**THE TASK:**
Would it be possible to copy exactly the lines from the one containing "For every instance of the submerged" to the end of the entries, including both and nothing else?

Items from a data source:
◆ ◆ ◆ ◆
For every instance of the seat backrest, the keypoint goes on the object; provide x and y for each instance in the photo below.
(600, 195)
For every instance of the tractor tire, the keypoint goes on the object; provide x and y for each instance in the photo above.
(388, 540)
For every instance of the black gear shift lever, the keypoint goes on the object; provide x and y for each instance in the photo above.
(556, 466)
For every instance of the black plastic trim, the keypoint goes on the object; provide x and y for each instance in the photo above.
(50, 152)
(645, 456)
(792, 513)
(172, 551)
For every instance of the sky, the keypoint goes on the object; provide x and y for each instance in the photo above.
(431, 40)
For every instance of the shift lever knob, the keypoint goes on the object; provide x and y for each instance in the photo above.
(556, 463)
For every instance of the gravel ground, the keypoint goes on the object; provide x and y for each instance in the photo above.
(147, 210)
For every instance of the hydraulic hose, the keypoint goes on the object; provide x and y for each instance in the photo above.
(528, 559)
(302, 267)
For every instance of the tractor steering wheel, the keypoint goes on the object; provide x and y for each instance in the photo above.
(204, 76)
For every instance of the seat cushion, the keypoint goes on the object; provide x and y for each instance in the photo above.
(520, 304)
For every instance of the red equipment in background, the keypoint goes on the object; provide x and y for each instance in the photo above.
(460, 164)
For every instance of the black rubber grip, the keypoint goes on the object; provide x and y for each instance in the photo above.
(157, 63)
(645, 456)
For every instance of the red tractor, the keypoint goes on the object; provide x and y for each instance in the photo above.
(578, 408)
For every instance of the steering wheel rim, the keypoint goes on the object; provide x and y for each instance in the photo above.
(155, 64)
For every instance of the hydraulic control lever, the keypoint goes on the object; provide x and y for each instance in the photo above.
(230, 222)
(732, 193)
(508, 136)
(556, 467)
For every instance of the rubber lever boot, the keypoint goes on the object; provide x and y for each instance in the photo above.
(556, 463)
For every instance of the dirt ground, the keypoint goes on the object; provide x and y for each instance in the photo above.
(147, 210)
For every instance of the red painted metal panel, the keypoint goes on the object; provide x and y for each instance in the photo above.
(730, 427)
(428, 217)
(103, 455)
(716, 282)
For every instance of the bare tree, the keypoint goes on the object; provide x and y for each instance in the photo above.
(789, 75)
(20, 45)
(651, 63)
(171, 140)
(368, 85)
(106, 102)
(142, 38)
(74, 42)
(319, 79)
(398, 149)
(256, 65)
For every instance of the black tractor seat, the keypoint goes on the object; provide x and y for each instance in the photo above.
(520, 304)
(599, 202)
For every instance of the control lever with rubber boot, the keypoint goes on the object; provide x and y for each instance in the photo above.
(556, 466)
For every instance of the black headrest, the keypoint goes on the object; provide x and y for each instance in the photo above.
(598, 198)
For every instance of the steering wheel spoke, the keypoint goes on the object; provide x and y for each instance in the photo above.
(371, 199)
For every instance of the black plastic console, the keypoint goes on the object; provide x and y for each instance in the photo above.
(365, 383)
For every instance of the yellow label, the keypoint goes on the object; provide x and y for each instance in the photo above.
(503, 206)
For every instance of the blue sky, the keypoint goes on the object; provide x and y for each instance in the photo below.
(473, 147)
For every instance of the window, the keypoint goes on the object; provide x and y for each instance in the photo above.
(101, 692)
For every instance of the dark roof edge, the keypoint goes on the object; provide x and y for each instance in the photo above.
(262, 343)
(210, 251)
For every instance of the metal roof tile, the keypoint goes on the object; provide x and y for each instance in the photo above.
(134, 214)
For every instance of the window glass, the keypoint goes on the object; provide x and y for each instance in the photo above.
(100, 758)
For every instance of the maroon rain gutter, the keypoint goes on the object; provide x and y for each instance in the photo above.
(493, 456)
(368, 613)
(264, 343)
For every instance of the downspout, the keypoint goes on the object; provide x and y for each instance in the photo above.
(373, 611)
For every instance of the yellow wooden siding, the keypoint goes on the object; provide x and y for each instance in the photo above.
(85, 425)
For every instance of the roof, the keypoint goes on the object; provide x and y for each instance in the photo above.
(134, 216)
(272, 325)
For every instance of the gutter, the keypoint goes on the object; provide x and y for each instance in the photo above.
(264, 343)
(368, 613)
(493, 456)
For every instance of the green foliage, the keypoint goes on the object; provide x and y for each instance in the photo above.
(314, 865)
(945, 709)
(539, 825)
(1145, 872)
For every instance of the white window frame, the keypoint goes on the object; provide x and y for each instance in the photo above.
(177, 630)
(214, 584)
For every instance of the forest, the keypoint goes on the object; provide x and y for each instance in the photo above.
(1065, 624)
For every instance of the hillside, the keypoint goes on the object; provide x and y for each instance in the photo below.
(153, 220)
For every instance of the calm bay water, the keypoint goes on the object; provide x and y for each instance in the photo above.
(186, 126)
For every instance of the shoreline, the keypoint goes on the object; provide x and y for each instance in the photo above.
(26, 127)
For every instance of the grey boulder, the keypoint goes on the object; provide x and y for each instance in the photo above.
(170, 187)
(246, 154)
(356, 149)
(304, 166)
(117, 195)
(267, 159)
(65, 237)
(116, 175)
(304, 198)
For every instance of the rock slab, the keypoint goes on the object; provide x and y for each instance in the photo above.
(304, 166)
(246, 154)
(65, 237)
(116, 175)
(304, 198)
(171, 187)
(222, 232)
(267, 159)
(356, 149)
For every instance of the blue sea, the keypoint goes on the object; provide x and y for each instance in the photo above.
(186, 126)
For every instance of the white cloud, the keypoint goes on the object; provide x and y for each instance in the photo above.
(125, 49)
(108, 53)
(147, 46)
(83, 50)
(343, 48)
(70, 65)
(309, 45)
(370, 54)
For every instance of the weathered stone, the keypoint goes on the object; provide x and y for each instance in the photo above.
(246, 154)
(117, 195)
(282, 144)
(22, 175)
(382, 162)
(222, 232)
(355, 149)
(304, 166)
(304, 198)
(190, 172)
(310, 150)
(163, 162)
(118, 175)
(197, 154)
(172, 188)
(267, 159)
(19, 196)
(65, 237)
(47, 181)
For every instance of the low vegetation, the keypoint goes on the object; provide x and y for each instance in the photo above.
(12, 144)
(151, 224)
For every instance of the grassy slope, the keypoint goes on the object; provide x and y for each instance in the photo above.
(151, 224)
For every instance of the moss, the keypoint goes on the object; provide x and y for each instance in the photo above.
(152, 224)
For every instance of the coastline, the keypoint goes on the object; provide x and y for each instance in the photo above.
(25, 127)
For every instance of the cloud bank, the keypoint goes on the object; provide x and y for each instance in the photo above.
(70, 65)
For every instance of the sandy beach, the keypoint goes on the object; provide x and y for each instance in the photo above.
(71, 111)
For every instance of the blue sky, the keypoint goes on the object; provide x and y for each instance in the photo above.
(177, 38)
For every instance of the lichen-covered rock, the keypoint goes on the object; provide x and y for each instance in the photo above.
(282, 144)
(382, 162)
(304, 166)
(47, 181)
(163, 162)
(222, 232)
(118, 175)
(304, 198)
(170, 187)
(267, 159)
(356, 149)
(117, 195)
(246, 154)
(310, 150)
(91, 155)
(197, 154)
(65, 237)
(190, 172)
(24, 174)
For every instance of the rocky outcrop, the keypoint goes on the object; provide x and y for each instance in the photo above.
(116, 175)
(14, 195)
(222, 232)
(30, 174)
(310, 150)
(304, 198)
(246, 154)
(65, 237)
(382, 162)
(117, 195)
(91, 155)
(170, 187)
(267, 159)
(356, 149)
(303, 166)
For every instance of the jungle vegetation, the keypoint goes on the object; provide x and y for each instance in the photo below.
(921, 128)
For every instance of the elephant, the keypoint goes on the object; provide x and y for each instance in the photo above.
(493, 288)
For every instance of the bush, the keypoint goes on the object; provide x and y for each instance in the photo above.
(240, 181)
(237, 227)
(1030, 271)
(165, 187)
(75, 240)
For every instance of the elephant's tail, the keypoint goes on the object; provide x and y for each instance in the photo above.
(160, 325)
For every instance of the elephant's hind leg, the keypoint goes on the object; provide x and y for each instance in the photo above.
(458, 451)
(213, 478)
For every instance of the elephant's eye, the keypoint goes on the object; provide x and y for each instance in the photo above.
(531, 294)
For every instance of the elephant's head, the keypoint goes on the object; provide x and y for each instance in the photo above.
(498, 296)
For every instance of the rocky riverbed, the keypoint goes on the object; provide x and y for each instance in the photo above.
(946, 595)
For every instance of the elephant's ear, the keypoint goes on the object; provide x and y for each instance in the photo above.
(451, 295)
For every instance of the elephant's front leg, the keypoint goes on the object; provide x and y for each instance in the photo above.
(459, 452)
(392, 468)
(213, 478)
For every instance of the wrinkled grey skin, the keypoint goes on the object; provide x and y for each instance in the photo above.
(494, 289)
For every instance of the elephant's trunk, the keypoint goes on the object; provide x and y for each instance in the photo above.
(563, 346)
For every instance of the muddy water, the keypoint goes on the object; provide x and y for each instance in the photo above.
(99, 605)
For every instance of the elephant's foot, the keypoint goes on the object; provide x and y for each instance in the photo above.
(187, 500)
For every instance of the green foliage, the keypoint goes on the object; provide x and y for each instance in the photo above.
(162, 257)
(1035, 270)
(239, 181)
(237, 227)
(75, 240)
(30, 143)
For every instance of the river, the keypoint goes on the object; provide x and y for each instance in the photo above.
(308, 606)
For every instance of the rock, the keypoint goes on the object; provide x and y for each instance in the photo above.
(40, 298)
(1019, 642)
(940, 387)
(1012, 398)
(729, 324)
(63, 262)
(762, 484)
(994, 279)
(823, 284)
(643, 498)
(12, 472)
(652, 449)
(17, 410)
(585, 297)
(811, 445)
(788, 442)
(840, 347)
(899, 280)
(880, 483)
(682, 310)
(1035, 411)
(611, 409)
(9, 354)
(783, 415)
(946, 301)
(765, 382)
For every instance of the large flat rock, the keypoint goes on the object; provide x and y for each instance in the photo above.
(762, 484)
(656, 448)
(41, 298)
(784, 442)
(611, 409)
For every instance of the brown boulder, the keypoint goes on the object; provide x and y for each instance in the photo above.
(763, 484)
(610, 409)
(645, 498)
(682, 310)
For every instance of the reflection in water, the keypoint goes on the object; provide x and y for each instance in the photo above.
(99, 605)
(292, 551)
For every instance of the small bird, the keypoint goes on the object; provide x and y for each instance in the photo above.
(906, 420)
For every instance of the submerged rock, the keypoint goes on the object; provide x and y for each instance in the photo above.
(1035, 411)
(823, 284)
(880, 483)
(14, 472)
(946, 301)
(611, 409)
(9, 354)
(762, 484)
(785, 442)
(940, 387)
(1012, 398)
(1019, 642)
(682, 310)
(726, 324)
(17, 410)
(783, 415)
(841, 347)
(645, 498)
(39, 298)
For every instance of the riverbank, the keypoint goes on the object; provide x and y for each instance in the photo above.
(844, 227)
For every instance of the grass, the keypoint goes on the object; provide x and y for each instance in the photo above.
◆ ◆ ◆ ◆
**EXPECTED ANSWER:**
For every instance of the submerged rock, the keypoint goes on the object; provide x and y for each instance in the photo above.
(1035, 411)
(823, 284)
(880, 483)
(14, 472)
(946, 301)
(611, 409)
(9, 354)
(762, 484)
(785, 442)
(940, 387)
(1012, 398)
(1019, 642)
(682, 310)
(726, 324)
(17, 410)
(783, 415)
(841, 347)
(645, 498)
(39, 298)
For every instance of the riverbank, the keypoint goes on the object; provide x and y for each instance in the photo above.
(844, 227)
For every instance of the grass, the keypoint goes on the object; provide x and y for each instance in the photo above.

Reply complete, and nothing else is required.